▶ _WHAT YOU WILL DO_:
A) Say whether each statement agrees with the post about Jefferson's stolen pistol, answering yes or no and quoting the words of the post that decide it: (i) Jefferson is suspected of helping the Thief. (ii) The Thief is arrested in Redwood City. (iii) The same person at the Records desk answered Jefferson each time he called.
B) From the post about Jefferson's stolen pistol, extract the stretch from "Edit. Ooh! Ooh!" through "iy already is.", word for word.
** Begin SELECTED PASSAGE **
Josey, what is your issue with my friend?
I had this long paragraph typed itemizing it all again from the beginning. I deleted it because I don't want to patronize you. I just don't understand your attitude.
Edit. Ooh! Ooh! Jim's here! And pulling no punches I see. Gotta beat feet off to the PM page. We now return you to your regularly scheduled analysis.
Update of significance: This abusive circus is being brought to us by the San Mateo County Sheriff's Office. Unfortunately, in my direct experience, sheriffs are notoriously condescending, patronizing, obnoxious, self-inflated know-it-alls who simply assume that what they think is the way the world is going to run. This does by no means mean ALL of them, but enough to make a noticable difference. Arrogavce from THESE guys should come as no surprise. I hope this doesn't make this more difficult than iy already is.
The Cliff's Notes Instant Sum-Up:
1) Jefferson's ex-buddy brings by a Thief with an honest face, who, unknown to the both of them, heists the pistol.
2) Ex-buddy and Thief depart Jefferson's house and go to Redwood City, whereupon Thief puts on a Grand Show and is promptly arrested for being a complete idiot.
3) Sheriff #1 traces Jefferson's gun through the Registration database, and calls Jefferson and ascertains that the gun is stolen. Jefferson is under no suspicion of aiding/abetting Thief's stupidity.
4) Thief goes to court and gets a ticket to The Barry Place.
Jefferson is not involved with the trial in any way.
5) Jefferson calls the Sheriff's Office a couple of times after a month or two to determine the fate of his gun. He is told they can't release it yet as they're not done testing it. This information was delivered by different folks at the Records desk each time.
** End SELECTED PASSAGE **
** Begin EXTRACTED RECORDS **
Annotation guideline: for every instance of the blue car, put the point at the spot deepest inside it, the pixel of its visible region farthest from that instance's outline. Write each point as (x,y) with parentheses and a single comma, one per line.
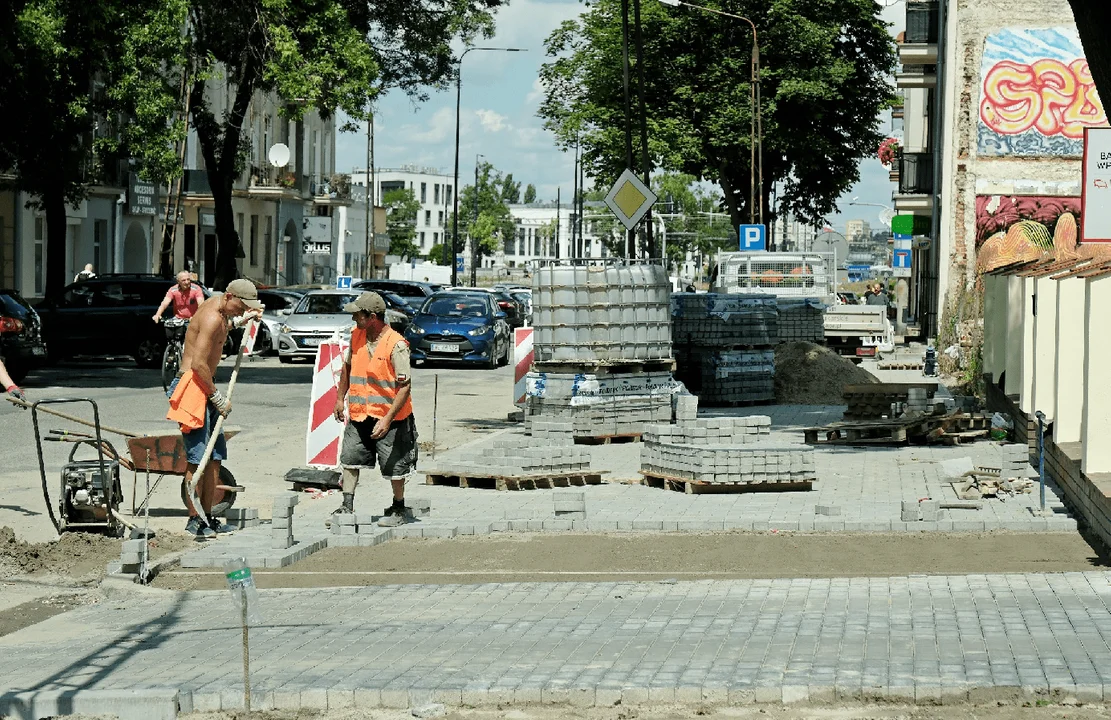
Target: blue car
(456,327)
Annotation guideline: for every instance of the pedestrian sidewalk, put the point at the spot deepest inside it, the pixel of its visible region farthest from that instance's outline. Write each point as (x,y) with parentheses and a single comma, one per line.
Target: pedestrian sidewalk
(923,639)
** End EXTRACTED RECORDS **
▶ _FULL SOLUTIONS_:
A)
(i) No: "Jefferson is under no suspicion of aiding/abetting Thief's stupidity."
(ii) Yes: "go to Redwood City, whereupon Thief puts on a Grand Show and is promptly arrested for being a complete idiot."
(iii) No: "This information was delivered by different folks at the Records desk each time."

B)
Edit. Ooh! Ooh! Jim's here! And pulling no punches I see. Gotta beat feet off to the PM page. We now return you to your regularly scheduled analysis.
Update of significance: This abusive circus is being brought to us by the San Mateo County Sheriff's Office. Unfortunately, in my direct experience, sheriffs are notoriously condescending, patronizing, obnoxious, self-inflated know-it-alls who simply assume that what they think is the way the world is going to run. This does by no means mean ALL of them, but enough to make a noticable difference. Arrogavce from THESE guys should come as no surprise. I hope this doesn't make this more difficult than iy already is.